*** EXTRAIT FOURNI ***

Boulogne-Billancourt, une ville riche pour le rap français, racontée par Nicolas Rogès

La ville de Boulogne-Billancourt est un oxymore urbain à elle seule et ce ne sont pas les Sages Poètes de la Rue qui diront le contraire ! La commune des Hauts-de-Seine à la frontière parisienne, est aussi connue pour sa richesse, au sens littéral qu’au sens figuré, pour le hip-hop. Selon un rapport de L’INSEE de 2017, Boulogne se classe à la deuxième position des villes dans lesquelles le niveau de vie médian est considéré comme élevé, après Neuilly-sur-Seine, qui occupe la première place. Paradoxalement, un quartier de Boulogne, dans la partie sud de la ville, est en total contraste avec ces statistiques sociales.

Le livre est à retrouver dans tous les points cultures, ainsi que sur le site de l’éditeur, en version physique et numérique.

Le quartier du Pont-de-Sèvres a abrité de nombreux ménages qui ont travaillé à l’usine Renault (actuelle Île Seguin, où se trouve la Seine Musicale). De ce quartier sont issus de nombreux rappeurs, à l’instar de Zoxea, Melopheelo, Egosyst, LIM, Booba, Ali, Salif, et beaucoup d’autres… Nicolas Rogès, auteur et journaliste, a cherché à reconstituer l’histoire de ce fief du rap des années 1990/2000, ainsi que son importance pour l’héritage du rap français. Il a dévoilé son livre : Boulogne, Ecole du rap français, en mai et celui-ci se vend comme des petits pains. Entretien avec l’auteur rap français du moment.

Quartier du Pont-de-Sèvres, Boulogne-Billancourt, 2016, © Le Parisien.

***

■ LISTE DES TÂCHES:
A: Répondez à ces questions sur l'extrait :
(i) Selon le rapport de l'INSEE de 2017, quelle ville occupe la première place pour le niveau de vie médian ?
(ii) Dans quelle usine ont travaillé de nombreux ménages du quartier du Pont-de-Sèvres ?
(iii) En quel mois Nicolas Rogès a-t-il dévoilé son livre ?
B: Reproduisez à l'identique tout le passage de l'extrait, depuis « Le livre est » jusqu'à « français du moment. ».
C: Pouvez-vous résumer l'extrait en trois phrases ?
Les enregistrements qui suivent proviennent d'une autre source.

*** DONNÉES FOURNIES ***

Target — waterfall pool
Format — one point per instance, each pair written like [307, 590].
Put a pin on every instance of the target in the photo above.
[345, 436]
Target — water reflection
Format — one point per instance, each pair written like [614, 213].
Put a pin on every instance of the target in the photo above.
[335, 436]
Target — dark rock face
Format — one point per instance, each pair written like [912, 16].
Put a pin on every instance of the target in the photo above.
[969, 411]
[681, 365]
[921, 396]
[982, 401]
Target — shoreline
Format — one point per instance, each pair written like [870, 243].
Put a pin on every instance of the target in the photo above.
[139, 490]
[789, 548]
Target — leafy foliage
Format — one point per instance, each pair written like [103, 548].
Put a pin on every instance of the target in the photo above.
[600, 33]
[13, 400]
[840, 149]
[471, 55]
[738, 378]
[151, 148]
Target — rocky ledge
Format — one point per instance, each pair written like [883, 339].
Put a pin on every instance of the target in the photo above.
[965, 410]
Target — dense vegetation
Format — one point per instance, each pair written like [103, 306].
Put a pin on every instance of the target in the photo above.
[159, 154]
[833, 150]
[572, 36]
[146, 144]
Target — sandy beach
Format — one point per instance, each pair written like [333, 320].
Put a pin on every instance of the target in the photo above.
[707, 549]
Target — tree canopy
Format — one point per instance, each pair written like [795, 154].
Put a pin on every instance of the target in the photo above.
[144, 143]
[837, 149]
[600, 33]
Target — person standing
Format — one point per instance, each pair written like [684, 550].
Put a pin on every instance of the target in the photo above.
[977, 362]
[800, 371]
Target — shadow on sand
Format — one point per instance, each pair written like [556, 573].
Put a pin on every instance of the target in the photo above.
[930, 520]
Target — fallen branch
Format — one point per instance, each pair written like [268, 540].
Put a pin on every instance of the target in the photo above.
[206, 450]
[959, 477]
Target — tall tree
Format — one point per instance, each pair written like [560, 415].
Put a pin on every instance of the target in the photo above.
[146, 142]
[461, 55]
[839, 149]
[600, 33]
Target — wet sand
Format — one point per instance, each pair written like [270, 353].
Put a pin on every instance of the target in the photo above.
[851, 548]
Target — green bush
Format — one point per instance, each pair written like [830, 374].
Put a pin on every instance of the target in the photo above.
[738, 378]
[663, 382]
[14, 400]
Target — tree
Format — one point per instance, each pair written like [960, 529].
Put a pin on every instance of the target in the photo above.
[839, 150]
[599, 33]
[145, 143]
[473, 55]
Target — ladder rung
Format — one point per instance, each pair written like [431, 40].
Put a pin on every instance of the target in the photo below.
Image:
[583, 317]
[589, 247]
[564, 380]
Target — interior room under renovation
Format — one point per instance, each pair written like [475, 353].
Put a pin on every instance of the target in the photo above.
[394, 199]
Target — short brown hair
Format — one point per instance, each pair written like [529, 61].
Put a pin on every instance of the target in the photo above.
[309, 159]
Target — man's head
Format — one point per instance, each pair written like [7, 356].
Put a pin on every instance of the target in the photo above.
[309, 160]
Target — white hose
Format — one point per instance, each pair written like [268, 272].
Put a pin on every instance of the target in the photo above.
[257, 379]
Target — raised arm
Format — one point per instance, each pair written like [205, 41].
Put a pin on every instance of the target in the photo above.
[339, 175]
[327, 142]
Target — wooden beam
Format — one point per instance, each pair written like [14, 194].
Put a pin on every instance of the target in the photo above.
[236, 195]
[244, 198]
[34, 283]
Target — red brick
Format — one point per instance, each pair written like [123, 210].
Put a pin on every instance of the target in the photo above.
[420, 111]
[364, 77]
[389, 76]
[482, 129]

***

■ RÉSULTATS ATTENDUS:
A:
(i) Neuilly-sur-Seine.
(ii) L'usine Renault.
(iii) En mai.

B:
Le livre est à retrouver dans tous les points cultures, ainsi que sur le site de l’éditeur, en version physique et numérique.

Le quartier du Pont-de-Sèvres a abrité de nombreux ménages qui ont travaillé à l’usine Renault (actuelle Île Seguin, où se trouve la Seine Musicale). De ce quartier sont issus de nombreux rappeurs, à l’instar de Zoxea, Melopheelo, Egosyst, LIM, Booba, Ali, Salif, et beaucoup d’autres… Nicolas Rogès, auteur et journaliste, a cherché à reconstituer l’histoire de ce fief du rap des années 1990/2000, ainsi que son importance pour l’héritage du rap français. Il a dévoilé son livre : Boulogne, Ecole du rap français, en mai et celui-ci se vend comme des petits pains. Entretien avec l’auteur rap français du moment.

C: D'après un rapport de l'INSEE de 2017, Boulogne-Billancourt se classe deuxième des villes au niveau de vie médian élevé, mais un quartier du sud de la ville contraste totalement avec ces statistiques. Le quartier du Pont-de-Sèvres, qui a abrité de nombreux ménages ayant travaillé à l'usine Renault, a vu naître de nombreux rappeurs comme Zoxea, Booba ou Ali. L'auteur et journaliste Nicolas Rogès a retracé l'histoire de ce fief du rap des années 1990/2000 dans son livre « Boulogne, Ecole du rap français », dévoilé en mai.